Task instructions:
Whenever a line of the material contains the string "pole", it should be copied.

Recorded information:
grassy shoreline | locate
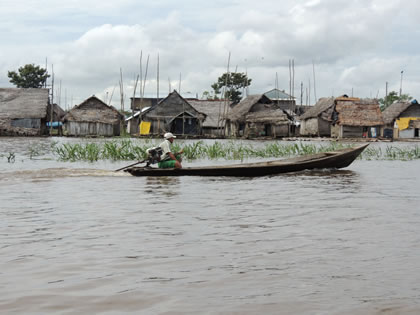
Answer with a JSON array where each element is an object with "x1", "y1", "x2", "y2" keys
[{"x1": 50, "y1": 140, "x2": 420, "y2": 162}]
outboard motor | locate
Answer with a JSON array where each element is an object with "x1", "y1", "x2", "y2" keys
[{"x1": 145, "y1": 147, "x2": 163, "y2": 167}]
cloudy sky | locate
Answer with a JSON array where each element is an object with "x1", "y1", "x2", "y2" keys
[{"x1": 1, "y1": 0, "x2": 419, "y2": 110}]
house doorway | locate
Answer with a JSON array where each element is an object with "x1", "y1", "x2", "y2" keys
[
  {"x1": 170, "y1": 114, "x2": 198, "y2": 135},
  {"x1": 264, "y1": 124, "x2": 271, "y2": 137}
]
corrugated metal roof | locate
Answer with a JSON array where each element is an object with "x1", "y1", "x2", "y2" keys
[{"x1": 264, "y1": 88, "x2": 294, "y2": 100}]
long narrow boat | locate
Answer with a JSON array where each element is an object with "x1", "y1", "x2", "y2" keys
[{"x1": 125, "y1": 143, "x2": 369, "y2": 177}]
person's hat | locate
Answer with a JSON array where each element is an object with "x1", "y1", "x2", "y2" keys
[{"x1": 164, "y1": 132, "x2": 176, "y2": 139}]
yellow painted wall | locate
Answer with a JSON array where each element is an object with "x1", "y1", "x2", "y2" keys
[{"x1": 395, "y1": 117, "x2": 420, "y2": 130}]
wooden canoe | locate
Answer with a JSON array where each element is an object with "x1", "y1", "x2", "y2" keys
[{"x1": 124, "y1": 143, "x2": 369, "y2": 177}]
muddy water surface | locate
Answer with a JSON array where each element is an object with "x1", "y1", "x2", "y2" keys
[{"x1": 1, "y1": 137, "x2": 420, "y2": 314}]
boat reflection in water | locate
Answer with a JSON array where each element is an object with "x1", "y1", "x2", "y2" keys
[{"x1": 144, "y1": 176, "x2": 181, "y2": 198}]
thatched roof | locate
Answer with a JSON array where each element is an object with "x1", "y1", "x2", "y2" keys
[
  {"x1": 245, "y1": 109, "x2": 291, "y2": 124},
  {"x1": 0, "y1": 88, "x2": 49, "y2": 119},
  {"x1": 143, "y1": 90, "x2": 205, "y2": 121},
  {"x1": 63, "y1": 96, "x2": 123, "y2": 124},
  {"x1": 189, "y1": 100, "x2": 227, "y2": 128},
  {"x1": 299, "y1": 97, "x2": 335, "y2": 120},
  {"x1": 51, "y1": 103, "x2": 66, "y2": 120},
  {"x1": 382, "y1": 101, "x2": 416, "y2": 124},
  {"x1": 335, "y1": 98, "x2": 383, "y2": 126},
  {"x1": 227, "y1": 94, "x2": 272, "y2": 122}
]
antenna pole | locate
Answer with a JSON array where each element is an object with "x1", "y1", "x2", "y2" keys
[{"x1": 399, "y1": 70, "x2": 404, "y2": 97}]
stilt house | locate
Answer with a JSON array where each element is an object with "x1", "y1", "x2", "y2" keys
[
  {"x1": 225, "y1": 94, "x2": 295, "y2": 138},
  {"x1": 264, "y1": 88, "x2": 296, "y2": 111},
  {"x1": 299, "y1": 96, "x2": 383, "y2": 138},
  {"x1": 382, "y1": 99, "x2": 420, "y2": 139},
  {"x1": 63, "y1": 96, "x2": 124, "y2": 136},
  {"x1": 0, "y1": 88, "x2": 56, "y2": 136},
  {"x1": 139, "y1": 90, "x2": 205, "y2": 136},
  {"x1": 188, "y1": 100, "x2": 228, "y2": 136},
  {"x1": 299, "y1": 97, "x2": 335, "y2": 137},
  {"x1": 330, "y1": 97, "x2": 383, "y2": 138}
]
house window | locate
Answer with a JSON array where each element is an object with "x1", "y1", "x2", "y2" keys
[{"x1": 415, "y1": 128, "x2": 419, "y2": 137}]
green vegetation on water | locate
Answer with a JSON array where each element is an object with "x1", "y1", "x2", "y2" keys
[{"x1": 50, "y1": 140, "x2": 420, "y2": 162}]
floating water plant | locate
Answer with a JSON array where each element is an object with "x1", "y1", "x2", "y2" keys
[
  {"x1": 7, "y1": 152, "x2": 15, "y2": 163},
  {"x1": 50, "y1": 140, "x2": 420, "y2": 162}
]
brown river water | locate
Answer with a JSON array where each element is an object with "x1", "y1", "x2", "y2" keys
[{"x1": 1, "y1": 137, "x2": 420, "y2": 314}]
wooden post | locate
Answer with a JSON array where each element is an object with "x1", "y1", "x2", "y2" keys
[
  {"x1": 308, "y1": 79, "x2": 311, "y2": 106},
  {"x1": 157, "y1": 53, "x2": 159, "y2": 104},
  {"x1": 139, "y1": 54, "x2": 150, "y2": 126},
  {"x1": 222, "y1": 52, "x2": 231, "y2": 133},
  {"x1": 132, "y1": 75, "x2": 139, "y2": 134},
  {"x1": 399, "y1": 71, "x2": 403, "y2": 97},
  {"x1": 289, "y1": 59, "x2": 291, "y2": 100},
  {"x1": 50, "y1": 64, "x2": 54, "y2": 136},
  {"x1": 119, "y1": 68, "x2": 125, "y2": 112},
  {"x1": 139, "y1": 51, "x2": 143, "y2": 107},
  {"x1": 312, "y1": 60, "x2": 317, "y2": 103},
  {"x1": 300, "y1": 81, "x2": 303, "y2": 106},
  {"x1": 108, "y1": 85, "x2": 116, "y2": 106},
  {"x1": 275, "y1": 72, "x2": 279, "y2": 106},
  {"x1": 292, "y1": 59, "x2": 295, "y2": 98}
]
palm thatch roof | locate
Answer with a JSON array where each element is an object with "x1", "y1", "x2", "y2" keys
[
  {"x1": 299, "y1": 97, "x2": 335, "y2": 120},
  {"x1": 382, "y1": 101, "x2": 416, "y2": 124},
  {"x1": 227, "y1": 94, "x2": 272, "y2": 122},
  {"x1": 189, "y1": 100, "x2": 227, "y2": 128},
  {"x1": 50, "y1": 103, "x2": 66, "y2": 120},
  {"x1": 0, "y1": 88, "x2": 49, "y2": 119},
  {"x1": 245, "y1": 109, "x2": 291, "y2": 124},
  {"x1": 63, "y1": 96, "x2": 123, "y2": 124},
  {"x1": 142, "y1": 90, "x2": 205, "y2": 121},
  {"x1": 335, "y1": 98, "x2": 383, "y2": 126}
]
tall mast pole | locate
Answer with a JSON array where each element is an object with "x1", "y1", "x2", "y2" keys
[
  {"x1": 50, "y1": 64, "x2": 54, "y2": 135},
  {"x1": 157, "y1": 53, "x2": 159, "y2": 103},
  {"x1": 312, "y1": 60, "x2": 317, "y2": 102}
]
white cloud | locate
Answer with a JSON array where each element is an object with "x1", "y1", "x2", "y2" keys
[{"x1": 1, "y1": 0, "x2": 419, "y2": 109}]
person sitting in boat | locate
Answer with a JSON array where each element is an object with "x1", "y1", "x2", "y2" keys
[{"x1": 158, "y1": 132, "x2": 183, "y2": 169}]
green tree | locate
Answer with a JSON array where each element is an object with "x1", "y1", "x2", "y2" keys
[
  {"x1": 7, "y1": 64, "x2": 50, "y2": 88},
  {"x1": 201, "y1": 90, "x2": 219, "y2": 100},
  {"x1": 378, "y1": 91, "x2": 412, "y2": 111},
  {"x1": 211, "y1": 72, "x2": 251, "y2": 104}
]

Answer to the exercise:
antenna pole | locate
tall mast pole | locate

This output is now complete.